-- Written request --
Rewrite the rows below, putting "one point for each" wherever "one per instance" occurs and leaving every other word as it is.

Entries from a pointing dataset
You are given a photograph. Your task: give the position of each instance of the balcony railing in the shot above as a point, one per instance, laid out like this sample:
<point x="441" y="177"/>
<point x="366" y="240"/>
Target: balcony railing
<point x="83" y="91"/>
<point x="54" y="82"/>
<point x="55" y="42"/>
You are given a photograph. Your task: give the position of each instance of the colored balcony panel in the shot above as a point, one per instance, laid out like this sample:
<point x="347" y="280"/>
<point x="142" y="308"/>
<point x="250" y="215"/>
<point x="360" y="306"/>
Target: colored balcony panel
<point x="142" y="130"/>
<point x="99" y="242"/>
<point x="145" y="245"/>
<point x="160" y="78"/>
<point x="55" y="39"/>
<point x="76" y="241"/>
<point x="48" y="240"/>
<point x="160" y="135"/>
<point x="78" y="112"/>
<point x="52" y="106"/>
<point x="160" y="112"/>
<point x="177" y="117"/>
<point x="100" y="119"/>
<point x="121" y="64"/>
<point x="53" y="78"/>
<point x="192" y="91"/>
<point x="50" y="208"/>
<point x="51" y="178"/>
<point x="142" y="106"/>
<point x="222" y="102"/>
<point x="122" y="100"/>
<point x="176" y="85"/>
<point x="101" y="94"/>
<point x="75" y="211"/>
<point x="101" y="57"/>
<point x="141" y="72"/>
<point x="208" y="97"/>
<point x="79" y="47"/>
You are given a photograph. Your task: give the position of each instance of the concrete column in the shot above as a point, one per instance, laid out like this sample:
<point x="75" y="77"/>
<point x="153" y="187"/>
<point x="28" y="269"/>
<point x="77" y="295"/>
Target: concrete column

-- Exercise answer --
You are given a photograph. Your task: give the position of each instance of the balcony railing in the shot above as a point, one point for each, laid out like this sample:
<point x="441" y="177"/>
<point x="366" y="240"/>
Target: balcony railing
<point x="83" y="91"/>
<point x="54" y="82"/>
<point x="55" y="42"/>
You are given a photograph. Your task: give the position of each instance of the colored balcony panel in the shot above as a point, one point for each, laid out like this sample:
<point x="347" y="280"/>
<point x="142" y="308"/>
<point x="250" y="215"/>
<point x="360" y="306"/>
Target: colored balcony panel
<point x="142" y="130"/>
<point x="99" y="242"/>
<point x="145" y="245"/>
<point x="160" y="78"/>
<point x="55" y="39"/>
<point x="76" y="241"/>
<point x="48" y="240"/>
<point x="160" y="135"/>
<point x="78" y="112"/>
<point x="52" y="106"/>
<point x="160" y="112"/>
<point x="177" y="117"/>
<point x="100" y="119"/>
<point x="121" y="64"/>
<point x="53" y="78"/>
<point x="192" y="91"/>
<point x="50" y="208"/>
<point x="51" y="178"/>
<point x="142" y="106"/>
<point x="222" y="102"/>
<point x="122" y="100"/>
<point x="176" y="85"/>
<point x="101" y="94"/>
<point x="75" y="211"/>
<point x="101" y="57"/>
<point x="141" y="72"/>
<point x="208" y="97"/>
<point x="79" y="47"/>
You are given a photograph. Your task: give the position of each instance of the concrete column in the shot above as a point, one point for each, laid out like this sample:
<point x="75" y="77"/>
<point x="153" y="187"/>
<point x="28" y="269"/>
<point x="77" y="295"/>
Target: concrete column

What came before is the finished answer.